= Instructions to follow =
From the forum thread about matched columns in a multi-column text index, return the stretch from "How can I find" through "elegant solution recommendations?" word for word.

====== Excerpted passage ======

2 Replies Latest reply: Nov 6, 2012 9:15 PM by jmcnaug2 RSS

    Identifying which tokens/columns matched in a MULTI_COLUMN_DATASTORE Index

      Hello there,

      I have a multi-column datastore text index. I am searching this index with a variant of the following relaxed progressive search:
        FROM TEST_MV
       WHERE country_code = 'AU'
         AND CONTAINS(vehicle_text,
                          <seq>{ford}*3 AND {falcon}*3 AND {2012}*3 AND {SEDAN}*3 AND {blah1} AND {BLAH2} AND {xr6} AND {turbo} AND {test} AND {manual} AND {limited} AND {edition}</seq>
                          <seq>{ford}*3 ACCUM {falcon}*3 ACCUM {2012}*3 ACCUM {SEDAN} ACCUM {xr6}*4 ACCUM {turbo} ACCUM {test} ACCUM {manual} ACCUM {limited} ACCUM {edition}</seq>
                       </query>', 1) > 40
      Each column in the underlying table will correspond to one or more of the words in the CONTAINS function above. I won't necessarily know which words will correspond to which column at runtime. It is quite possible that the entire text string will be populated with unknown words that will attempt to be matched to the text index. Once a match is found, I would like to know which of the underlying column names:contained text were actually matched.

      I am new to text indexing, and am trying to find the most elegant way to accomplish this goal. The following OTN post has given me an idea:

      How can I find out what word fuzzy search matched

      I just wondered if anybody else has encountered this requirement, and what kind of solution you chose? Also curious if Oracle support/development staff have any opinions and/or elegant solution recommendations?

      Many thanks in advance for any responses.

        • 1. Re: Identifying which tokens/columns matched in a MULTI_COLUMN_DATASTORE Index
          Barbara Boehmer
          The link that you provided shows a method for determining the tokens matched. The second page of the thread in the following link shows some methods for obtaining the columns matched.

          Text index for UNION queries.

====== Supplied entries ======

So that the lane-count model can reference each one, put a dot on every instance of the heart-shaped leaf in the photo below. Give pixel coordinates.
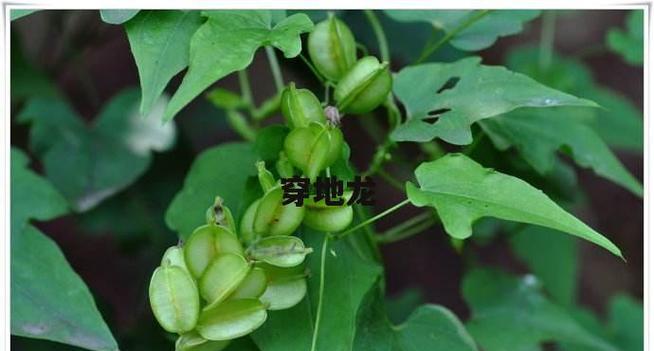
(32, 197)
(160, 42)
(463, 191)
(443, 100)
(48, 299)
(429, 327)
(241, 33)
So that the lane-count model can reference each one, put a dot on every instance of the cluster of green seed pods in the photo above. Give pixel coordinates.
(361, 85)
(213, 289)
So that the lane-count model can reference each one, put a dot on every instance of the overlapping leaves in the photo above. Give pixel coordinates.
(226, 43)
(539, 134)
(48, 299)
(90, 163)
(443, 100)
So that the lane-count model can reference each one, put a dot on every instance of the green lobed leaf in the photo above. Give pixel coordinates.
(117, 16)
(90, 163)
(479, 34)
(510, 313)
(49, 300)
(429, 327)
(462, 191)
(619, 123)
(241, 33)
(32, 197)
(552, 258)
(160, 43)
(629, 44)
(539, 133)
(458, 94)
(222, 170)
(348, 277)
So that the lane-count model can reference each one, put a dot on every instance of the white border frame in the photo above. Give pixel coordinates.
(5, 45)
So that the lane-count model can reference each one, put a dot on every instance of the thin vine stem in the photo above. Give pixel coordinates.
(275, 69)
(432, 48)
(313, 69)
(321, 289)
(547, 32)
(382, 42)
(371, 219)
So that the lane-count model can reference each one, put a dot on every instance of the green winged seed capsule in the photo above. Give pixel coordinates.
(192, 341)
(332, 48)
(205, 244)
(222, 277)
(300, 107)
(227, 242)
(247, 222)
(219, 214)
(200, 250)
(364, 87)
(174, 256)
(280, 251)
(286, 286)
(231, 319)
(328, 219)
(313, 148)
(174, 299)
(266, 179)
(284, 294)
(284, 166)
(273, 218)
(252, 286)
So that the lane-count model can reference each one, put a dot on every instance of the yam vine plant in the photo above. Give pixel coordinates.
(252, 271)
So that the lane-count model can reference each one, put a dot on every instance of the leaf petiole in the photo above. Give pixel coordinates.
(371, 219)
(321, 289)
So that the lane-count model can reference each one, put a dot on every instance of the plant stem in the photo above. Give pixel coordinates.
(274, 68)
(370, 234)
(382, 42)
(432, 48)
(321, 288)
(246, 90)
(547, 40)
(400, 235)
(371, 219)
(417, 219)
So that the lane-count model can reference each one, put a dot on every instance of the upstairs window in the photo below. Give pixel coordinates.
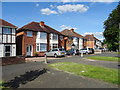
(29, 33)
(61, 37)
(43, 35)
(7, 30)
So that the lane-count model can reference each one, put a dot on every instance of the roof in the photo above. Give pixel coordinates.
(91, 37)
(5, 23)
(34, 26)
(71, 33)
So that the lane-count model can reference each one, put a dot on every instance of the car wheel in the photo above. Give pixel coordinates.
(55, 55)
(45, 55)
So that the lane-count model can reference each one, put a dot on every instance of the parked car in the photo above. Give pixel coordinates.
(55, 52)
(87, 50)
(72, 52)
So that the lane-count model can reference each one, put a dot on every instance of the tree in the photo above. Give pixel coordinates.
(112, 30)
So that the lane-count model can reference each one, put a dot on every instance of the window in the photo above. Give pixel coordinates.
(37, 47)
(55, 36)
(55, 50)
(43, 35)
(7, 30)
(7, 50)
(13, 31)
(43, 46)
(29, 33)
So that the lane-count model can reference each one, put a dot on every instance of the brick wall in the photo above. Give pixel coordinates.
(12, 60)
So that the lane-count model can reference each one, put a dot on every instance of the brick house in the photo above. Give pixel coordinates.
(7, 39)
(72, 39)
(92, 42)
(37, 38)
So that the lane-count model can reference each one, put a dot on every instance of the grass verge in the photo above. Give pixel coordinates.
(100, 73)
(103, 58)
(2, 87)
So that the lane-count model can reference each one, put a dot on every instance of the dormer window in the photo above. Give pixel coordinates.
(29, 33)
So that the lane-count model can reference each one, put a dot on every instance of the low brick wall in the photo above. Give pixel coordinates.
(12, 60)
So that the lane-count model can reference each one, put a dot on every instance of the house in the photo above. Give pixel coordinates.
(37, 38)
(92, 42)
(72, 39)
(7, 39)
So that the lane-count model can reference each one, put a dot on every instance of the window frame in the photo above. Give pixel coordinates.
(10, 52)
(5, 32)
(45, 37)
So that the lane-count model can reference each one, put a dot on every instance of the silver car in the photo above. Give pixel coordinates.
(56, 52)
(87, 50)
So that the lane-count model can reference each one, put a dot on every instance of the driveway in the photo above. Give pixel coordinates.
(29, 75)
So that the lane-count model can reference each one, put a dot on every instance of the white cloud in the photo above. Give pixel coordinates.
(62, 27)
(52, 6)
(37, 5)
(65, 8)
(64, 1)
(104, 1)
(47, 11)
(72, 8)
(98, 35)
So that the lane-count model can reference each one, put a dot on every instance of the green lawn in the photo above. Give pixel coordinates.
(100, 73)
(103, 58)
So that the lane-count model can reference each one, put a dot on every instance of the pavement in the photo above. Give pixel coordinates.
(30, 75)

======

= Task answer =
How can I find out what word fuzzy search matched

      I just wondered if anybody else has encountered this requirement, and what kind of solution you chose? Also curious if Oracle support/development staff have any opinions and/or elegant solution recommendations?